Legislator: Pendapatan NTB dari Rokok Berpotensi Terpangkas

id Pajak Rokok

Legislator: Pendapatan NTB dari Rokok Berpotensi Terpangkas

Anggota Badan Anggaran DPR RI dari Partai Gerindra daerah pemilihan NTB H Willgo Zainar. (1)

"Potensi itu ada, artinya daerah pasti akan mengalami penurunan DBHCH dan pajak rokok ke depan, karena itu ada rumusannya"
Mataram (Antara NTB) - Anggota Badan Anggaran DPR RI Willgo Zainar mengatakan, pendapatan Pemerintah Provinsi Nusa Tenggara Barat dari dana bagi hasil cukai hasil tembakau dan pajak rokok berpotensi terpangkas jika kebijakan harga rokok minimal Rp50.000 diberlakukan.

◆ KETENTUAN TUGAS
Tuliskan lanjutan berita tentang potensi terpangkasnya pendapatan NTB dari rokok, dimulai sesudah kalimat terakhir yang tercantum.

◆ DATA TERSEDIA
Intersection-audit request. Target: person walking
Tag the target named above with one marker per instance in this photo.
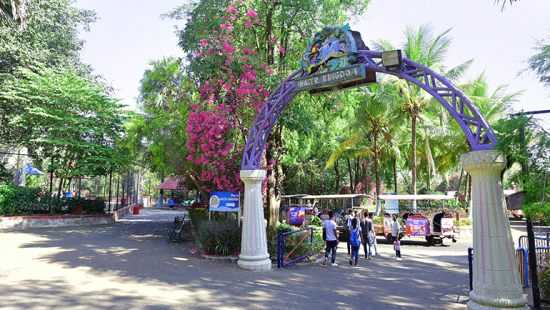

◆ HASIL LATIHAN
"Potensi itu ada, artinya daerah pasti akan mengalami penurunan Dana Bagi Hasil Cukai Hasil Tembakau (DBHCHT) dan pajak rokok ke depan, karena itu ada rumusannya," kata Willgo Zainar, di Mataram, Nusa Tenggara Barat (NTB), Rabu.

Ketua Dewan Pimpinan Daerah (DPD) Partai Gerindra NTB ini menyebutkan Pemerintah Provinsi NTB memperoleh DBHCHT sebesar Rp203 miliar dan pajak rokok Rp187 miliar pada 2015. Dana tersebut ditransfer oleh Kementerian Keuangan ke kas daerah setiap tahun.

Seperti diketahui, Pemerintah Provinsi NTB mendapatkan DBHCHT sebesar mulai tahun 2010, sesuai surat Menteri Keuangan RI, Nomor: S-473/PK/2009 tanggal 30 November 2009.

Pertimbangan yang mendasari perolehan DBHCHT itu tidak hanya masalah produksi, tetapi juga dampak yang ditimbulkan oleh industri hasil tembakau.

Menurut Willgo, jika pemerintah jadi memberlakukan kebijakan harga rokok minimal Rp50.000 per bungkus, diperkirakan volume produksi rokok akan menurun karena penjualan perusahaan rokok berkurang.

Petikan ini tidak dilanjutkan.